Text passage:
┄┄┄┄┄┄┄┄┄┄┄┄┄┄┄┄┄┄┄┄
Donald Trump And Joe Biden Open Debate With Sharp Yet Civil Jabs Over Coronavirus

By Ted Johnson, Dominic Patten

President Donald Trump speaks as Democratic presidential candidate former Vice President Joe Biden listens during the second and final presidential debate Thursday. (AP Photo/Julio Cortez)

President Donald Trump and Vice President Joe Biden opened their debate with a very different tone than their last encounter: It was actually pretty civil.

As moderator Kristen Welker spent the first 20 minutes asking questions about the handling of the coronavirus, Trump steered clear of some of the theatrics of the first debate. At one point, he even was polite to Welker, telling her, when he was given time to respond, “Thank you, and I appreciate that.” That was a contrast to his attacks on her over the past week.

But the two candidates were still biting in their criticism of the other. Biden slammed Trump for his response to the outbreak, including when the president said that he takes “no responsibility.”

Trump talked about his own experience having contracted the virus. He tested positive two days after the last debate.

“I caught it. I learned a lot. Great doctors, great hospitals and now I recovered,” Trump saod. “Now we have to recover. We can’t close our nation.”

Biden, though, said that Trump was still lacking a response to the virus as another wave strikes in states across the country.

“We’re about to go into a dark winter, a dark winter, and he has no plan,” he said.

With 36 million votes already cast in the presidential election, it was unclear just how impactful the event would be. But the event is being viewed as the last, best chance for Trump to change the dynamics of the race before a national audience, as polls have consistently shown him trailing his Democratic challenger.

The debate is the second between Biden and Trump, after the president canceled his participation in a town hall event last week. Since then, Trump and his campaign have continued to criticize the organizers of the debate, the Commission on Presidential Debates, as biased. The attacks on Welker have followed a pattern of Trump going after whoever is asking the questions at the debate, whether it be to “work the refs” in advance or to claim that the process was unfair afterward.

NBC News’ Chuck Todd said beforehand that the “stakes couldn’t be higher because of the precarious position the president is in. He is trailing. He is behind. He needs to change the trajectory of the race. I think it does explain the president’s behavior over the last 48 hours.”

That has included Trump’s decision to release video footage of a 60 Minutes interview, set to air on Sunday, because he was upset over the nature of correspondent Lesley Stahl’s questions. And at the debate itself, his campaign brought Tony Bobulinski, Hunter Biden’s former business partner, to speak to reporters and claim that the elder Biden discussed business with his son. The Biden campaign responded by saying it was a “pathetic farce executed by a flailing campaign.”

The commission put in place a series of protocols in advance, including a requirement that both candidates test negative before the event. A plexiglass barrier was initially placed between Trump and Biden as a precaution, but was removed after the commission received the results.
┄┄┄┄┄┄┄┄┄┄┄┄┄┄┄┄┄┄┄┄
Natural language region descriptions

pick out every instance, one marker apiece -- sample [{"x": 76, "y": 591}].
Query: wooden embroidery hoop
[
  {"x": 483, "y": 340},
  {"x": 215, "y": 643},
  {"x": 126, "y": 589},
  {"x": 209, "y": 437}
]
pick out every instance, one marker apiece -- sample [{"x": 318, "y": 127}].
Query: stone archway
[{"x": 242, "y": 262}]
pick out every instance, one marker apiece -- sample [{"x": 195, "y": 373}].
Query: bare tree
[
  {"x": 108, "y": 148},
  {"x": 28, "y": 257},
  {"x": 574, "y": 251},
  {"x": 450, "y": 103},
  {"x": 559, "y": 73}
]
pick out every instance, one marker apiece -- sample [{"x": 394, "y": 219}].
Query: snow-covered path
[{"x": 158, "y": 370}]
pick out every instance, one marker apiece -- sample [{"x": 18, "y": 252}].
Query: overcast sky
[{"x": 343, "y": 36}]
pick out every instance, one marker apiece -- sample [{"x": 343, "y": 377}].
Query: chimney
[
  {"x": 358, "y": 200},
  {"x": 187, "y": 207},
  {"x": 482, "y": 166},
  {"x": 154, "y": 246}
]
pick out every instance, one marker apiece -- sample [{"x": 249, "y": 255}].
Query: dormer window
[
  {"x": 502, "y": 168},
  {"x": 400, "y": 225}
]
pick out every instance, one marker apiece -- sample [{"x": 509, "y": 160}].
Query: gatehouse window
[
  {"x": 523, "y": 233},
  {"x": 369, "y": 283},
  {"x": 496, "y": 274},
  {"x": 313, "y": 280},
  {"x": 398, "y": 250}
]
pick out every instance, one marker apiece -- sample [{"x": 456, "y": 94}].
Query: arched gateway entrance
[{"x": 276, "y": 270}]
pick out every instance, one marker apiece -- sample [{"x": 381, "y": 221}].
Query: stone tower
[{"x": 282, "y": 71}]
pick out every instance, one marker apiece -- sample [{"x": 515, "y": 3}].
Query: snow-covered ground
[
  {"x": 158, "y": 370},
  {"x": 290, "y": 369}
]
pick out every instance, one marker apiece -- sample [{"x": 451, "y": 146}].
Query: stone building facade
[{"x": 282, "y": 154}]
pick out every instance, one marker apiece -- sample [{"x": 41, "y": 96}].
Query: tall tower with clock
┄┄┄┄┄┄┄┄┄┄┄┄┄┄┄┄┄┄┄┄
Instructions:
a. Name every person the debate article mentions other than Donald Trump and Joe Biden.
b. Translate this sentence from the debate article into Spanish: "A plexiglass barrier was initially placed between Trump and Biden as a precaution, but was removed after the commission received the results."
c. Answer these from the debate article:
(i) How many votes had already been cast in the presidential election?
(ii) How many days after the last debate did Trump test positive?
(iii) Which organization did Trump and his campaign criticize as biased?

Answers for the tasks:
a.
Ted Johnson
Dominic Patten
Julio Cortez
Kristen Welker
Chuck Todd
Lesley Stahl
Tony Bobulinski
Hunter Biden

b. Inicialmente se colocó una barrera de plexiglás entre Trump y Biden como precaución, pero se retiró después de que la comisión recibió los resultados.

c.
(i) 36 million
(ii) Two days
(iii) The Commission on Presidential Debates